TEXT PASSAGE:
⟨
Royal Lytham and St Annes will host the British Open for the 11th time from Thursday with Lee Westwood and Luke Donald spearheading home hopes and Tiger Woods out to end four years of majors misery.
Whoever holds aloft golf's oldest trophy on Sunday will have conquered not only 156 rivals, but also a fierce combination of 206 pot bunkers, thick rain-sodden rough and the latest installment in a miserable English summer.
Many, like two-time former Open champion Padraig Harrington, believe it could get attritional, although the Dubliner says he welcomes that.
"I would like some of the golf to be tough this week, some of the conditions," he said.
"I know myself, if you have 72 holes of a rainy tournament, it's nearly last man standing at that stage, and that's really difficult for everybody.
"I would like to see certainly 18 holes, if not 36 holes of difficult conditions because that will cut enough of the field out, and hopefully I won't be one of those."
Lytham is not long by modern standards -- it has been stretched by 181 yards to 7,086 yards and reduced from a par 71 to a par 70.
But the gaping bunkers are its main defence network, strategically placed to punish the slightest of skewed shots, especially off the tee. Hit into one of them and a dropped shot is the likely result.
Before this year, it was considered to be up there with Carnoustie as the most difficult of the Open Championship venues.
Now with the added length and the deepening of some bunkers, Lytham's head pro of 25 years, Eddie Birchenough, believes it may be the toughest test on the Open rotation.
⟩
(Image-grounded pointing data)
⟨
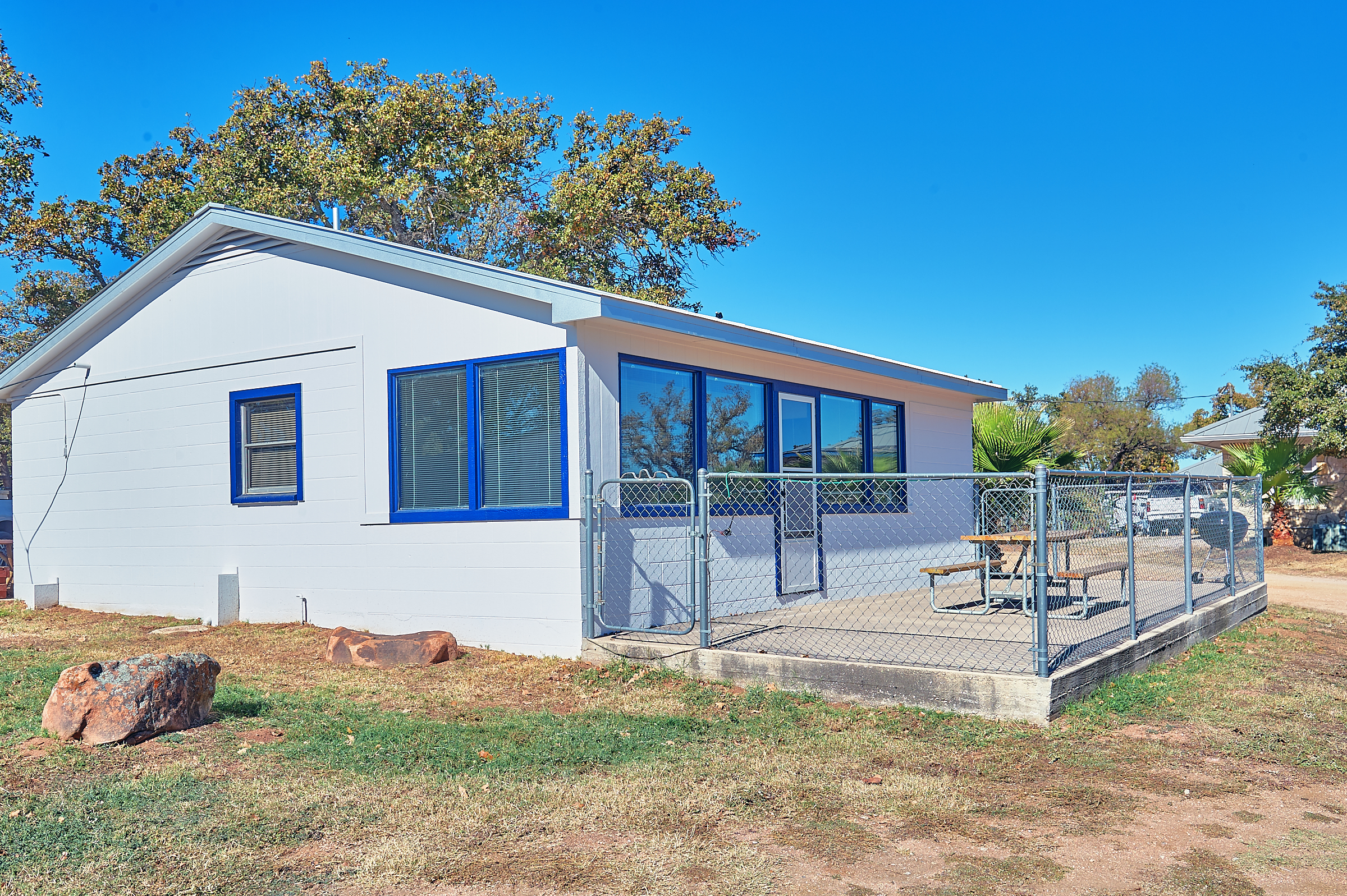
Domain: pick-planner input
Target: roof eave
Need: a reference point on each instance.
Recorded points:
(569, 302)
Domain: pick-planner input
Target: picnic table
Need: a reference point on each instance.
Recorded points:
(1061, 577)
(1025, 538)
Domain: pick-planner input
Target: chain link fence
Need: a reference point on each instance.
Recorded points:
(933, 571)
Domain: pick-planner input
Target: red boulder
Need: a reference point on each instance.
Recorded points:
(131, 700)
(386, 651)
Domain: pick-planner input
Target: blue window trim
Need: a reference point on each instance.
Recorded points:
(236, 456)
(773, 388)
(475, 509)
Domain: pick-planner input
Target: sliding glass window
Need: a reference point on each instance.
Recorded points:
(479, 440)
(736, 426)
(675, 420)
(658, 429)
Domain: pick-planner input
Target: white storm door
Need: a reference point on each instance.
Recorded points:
(799, 518)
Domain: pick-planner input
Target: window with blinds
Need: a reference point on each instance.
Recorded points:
(479, 440)
(267, 460)
(433, 440)
(522, 425)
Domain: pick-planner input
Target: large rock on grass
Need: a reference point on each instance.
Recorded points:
(132, 700)
(386, 651)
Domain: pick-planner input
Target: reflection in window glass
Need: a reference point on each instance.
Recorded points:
(657, 426)
(884, 437)
(844, 447)
(796, 435)
(736, 426)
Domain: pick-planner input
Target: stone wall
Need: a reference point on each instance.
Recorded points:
(1332, 471)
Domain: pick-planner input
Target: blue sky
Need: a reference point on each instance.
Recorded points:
(1021, 193)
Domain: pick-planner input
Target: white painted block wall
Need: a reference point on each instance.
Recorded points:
(143, 522)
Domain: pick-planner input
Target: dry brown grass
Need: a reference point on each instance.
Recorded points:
(775, 786)
(1290, 559)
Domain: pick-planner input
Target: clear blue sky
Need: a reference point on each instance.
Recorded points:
(1021, 193)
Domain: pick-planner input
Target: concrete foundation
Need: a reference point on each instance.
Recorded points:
(991, 694)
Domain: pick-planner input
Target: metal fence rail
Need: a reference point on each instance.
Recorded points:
(1009, 573)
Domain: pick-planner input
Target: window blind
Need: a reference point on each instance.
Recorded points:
(270, 447)
(520, 433)
(433, 440)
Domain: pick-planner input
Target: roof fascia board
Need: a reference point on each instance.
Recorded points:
(569, 304)
(698, 327)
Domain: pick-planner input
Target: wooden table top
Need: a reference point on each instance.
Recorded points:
(1025, 536)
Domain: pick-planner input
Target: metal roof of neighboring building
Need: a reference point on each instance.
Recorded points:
(1237, 429)
(1209, 467)
(569, 302)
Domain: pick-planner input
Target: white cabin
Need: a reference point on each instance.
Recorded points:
(395, 440)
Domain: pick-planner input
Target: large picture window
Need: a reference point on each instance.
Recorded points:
(675, 420)
(266, 457)
(479, 440)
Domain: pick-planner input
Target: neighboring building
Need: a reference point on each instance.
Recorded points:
(1244, 429)
(401, 437)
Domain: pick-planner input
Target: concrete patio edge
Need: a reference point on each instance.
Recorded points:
(1005, 696)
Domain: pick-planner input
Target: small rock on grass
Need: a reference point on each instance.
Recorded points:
(387, 651)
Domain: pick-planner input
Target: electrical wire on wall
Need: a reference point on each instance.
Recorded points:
(69, 447)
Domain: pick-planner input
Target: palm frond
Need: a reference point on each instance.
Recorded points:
(1007, 440)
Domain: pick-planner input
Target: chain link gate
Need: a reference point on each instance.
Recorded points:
(1019, 573)
(643, 549)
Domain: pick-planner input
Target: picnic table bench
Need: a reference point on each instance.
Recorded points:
(985, 564)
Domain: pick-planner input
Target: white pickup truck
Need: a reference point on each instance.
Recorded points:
(1159, 509)
(1163, 507)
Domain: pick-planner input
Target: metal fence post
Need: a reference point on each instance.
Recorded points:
(1230, 532)
(704, 557)
(1041, 568)
(1258, 518)
(1132, 569)
(589, 555)
(1187, 545)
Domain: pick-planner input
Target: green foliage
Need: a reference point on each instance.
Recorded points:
(1112, 426)
(1310, 393)
(1226, 402)
(442, 162)
(1008, 440)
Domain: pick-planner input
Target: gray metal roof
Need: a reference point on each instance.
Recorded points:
(1209, 467)
(1236, 429)
(569, 302)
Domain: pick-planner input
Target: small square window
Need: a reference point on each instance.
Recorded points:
(266, 445)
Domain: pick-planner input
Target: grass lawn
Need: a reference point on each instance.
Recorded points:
(1218, 774)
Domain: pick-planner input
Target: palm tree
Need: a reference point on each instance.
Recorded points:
(1007, 440)
(1283, 467)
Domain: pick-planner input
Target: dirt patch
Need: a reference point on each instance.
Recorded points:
(1201, 872)
(1290, 559)
(833, 840)
(1169, 735)
(557, 870)
(1217, 831)
(977, 875)
(37, 747)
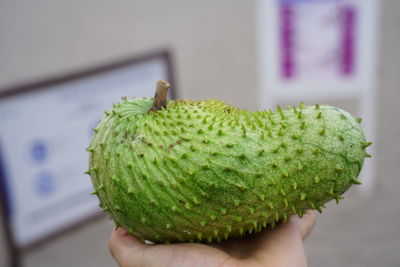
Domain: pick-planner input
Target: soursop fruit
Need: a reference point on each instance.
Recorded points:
(204, 171)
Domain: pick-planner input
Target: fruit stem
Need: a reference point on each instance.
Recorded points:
(160, 97)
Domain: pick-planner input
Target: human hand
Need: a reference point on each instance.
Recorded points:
(281, 247)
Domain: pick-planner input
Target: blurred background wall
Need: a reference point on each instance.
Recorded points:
(214, 46)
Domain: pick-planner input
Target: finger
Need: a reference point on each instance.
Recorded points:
(124, 247)
(306, 223)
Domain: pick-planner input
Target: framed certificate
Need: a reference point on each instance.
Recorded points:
(44, 130)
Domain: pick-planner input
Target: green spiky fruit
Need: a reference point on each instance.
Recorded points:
(205, 171)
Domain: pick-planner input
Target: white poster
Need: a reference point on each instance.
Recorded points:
(43, 136)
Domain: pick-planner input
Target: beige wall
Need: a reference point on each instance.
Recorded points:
(215, 57)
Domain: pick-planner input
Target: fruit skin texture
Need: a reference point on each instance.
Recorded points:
(203, 171)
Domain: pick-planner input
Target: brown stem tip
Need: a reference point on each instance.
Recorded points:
(160, 98)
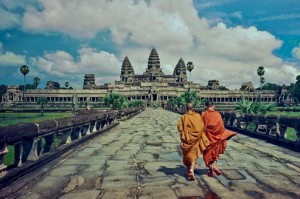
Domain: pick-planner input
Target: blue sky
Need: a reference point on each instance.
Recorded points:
(225, 39)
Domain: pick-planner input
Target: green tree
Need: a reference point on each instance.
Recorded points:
(115, 101)
(295, 89)
(246, 107)
(190, 67)
(270, 86)
(42, 101)
(66, 84)
(223, 88)
(261, 72)
(24, 70)
(298, 79)
(36, 81)
(3, 89)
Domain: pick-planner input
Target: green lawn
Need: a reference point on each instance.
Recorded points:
(283, 113)
(15, 118)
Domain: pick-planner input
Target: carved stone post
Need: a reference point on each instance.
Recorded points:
(66, 136)
(49, 141)
(35, 149)
(3, 152)
(18, 154)
(95, 127)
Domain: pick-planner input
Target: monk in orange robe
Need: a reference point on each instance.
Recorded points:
(217, 135)
(190, 127)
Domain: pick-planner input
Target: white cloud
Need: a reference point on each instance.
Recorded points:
(8, 19)
(10, 58)
(296, 52)
(237, 15)
(62, 66)
(230, 55)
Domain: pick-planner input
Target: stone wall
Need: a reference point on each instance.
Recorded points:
(272, 128)
(36, 143)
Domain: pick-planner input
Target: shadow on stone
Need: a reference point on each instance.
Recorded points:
(208, 195)
(180, 170)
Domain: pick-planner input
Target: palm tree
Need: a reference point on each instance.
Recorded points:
(261, 72)
(262, 80)
(66, 84)
(298, 79)
(42, 101)
(246, 107)
(190, 67)
(36, 81)
(24, 70)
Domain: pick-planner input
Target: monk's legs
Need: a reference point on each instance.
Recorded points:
(215, 168)
(191, 171)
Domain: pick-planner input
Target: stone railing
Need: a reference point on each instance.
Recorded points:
(38, 143)
(272, 128)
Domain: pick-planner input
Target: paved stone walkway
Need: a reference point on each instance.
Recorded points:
(140, 158)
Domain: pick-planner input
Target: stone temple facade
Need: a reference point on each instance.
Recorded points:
(153, 87)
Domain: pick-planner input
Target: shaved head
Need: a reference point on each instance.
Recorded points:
(189, 106)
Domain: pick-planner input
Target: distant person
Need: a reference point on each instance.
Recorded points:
(193, 140)
(217, 135)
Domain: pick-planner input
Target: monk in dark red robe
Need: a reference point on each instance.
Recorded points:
(217, 135)
(190, 127)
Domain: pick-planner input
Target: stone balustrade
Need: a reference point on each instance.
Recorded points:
(273, 128)
(42, 141)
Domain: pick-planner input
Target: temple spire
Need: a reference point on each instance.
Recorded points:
(180, 71)
(127, 71)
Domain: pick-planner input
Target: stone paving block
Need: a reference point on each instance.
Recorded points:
(162, 168)
(30, 195)
(49, 181)
(145, 156)
(125, 181)
(90, 194)
(157, 191)
(64, 170)
(118, 194)
(192, 190)
(162, 180)
(84, 152)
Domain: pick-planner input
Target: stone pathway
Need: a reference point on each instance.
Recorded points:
(140, 158)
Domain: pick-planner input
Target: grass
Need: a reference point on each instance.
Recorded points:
(16, 118)
(284, 113)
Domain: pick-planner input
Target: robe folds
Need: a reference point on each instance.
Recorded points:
(193, 140)
(217, 135)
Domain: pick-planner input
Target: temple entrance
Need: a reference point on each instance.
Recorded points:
(154, 97)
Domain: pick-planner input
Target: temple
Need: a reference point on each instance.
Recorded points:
(153, 87)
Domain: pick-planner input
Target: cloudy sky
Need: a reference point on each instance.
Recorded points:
(62, 40)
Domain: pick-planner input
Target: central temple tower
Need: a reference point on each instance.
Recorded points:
(153, 69)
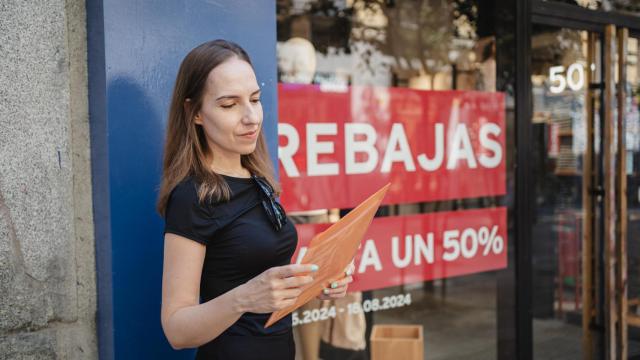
⟩
ACTIVITY 1:
List every person named in the British Open preview.
ACTIVITY 2:
Extract the stretch of the British Open preview from "Before this year, it" through "the Open rotation.".
ACTIVITY 3:
In the British Open preview, how many pot bunkers does the winner have to conquer?
The data has no connection to the British Open preview.

ANSWER 1:
Lee Westwood, Luke Donald, Tiger Woods, Padraig Harrington, Eddie Birchenough

ANSWER 2:
Before this year, it was considered to be up there with Carnoustie as the most difficult of the Open Championship venues.
Now with the added length and the deepening of some bunkers, Lytham's head pro of 25 years, Eddie Birchenough, believes it may be the toughest test on the Open rotation.

ANSWER 3:
206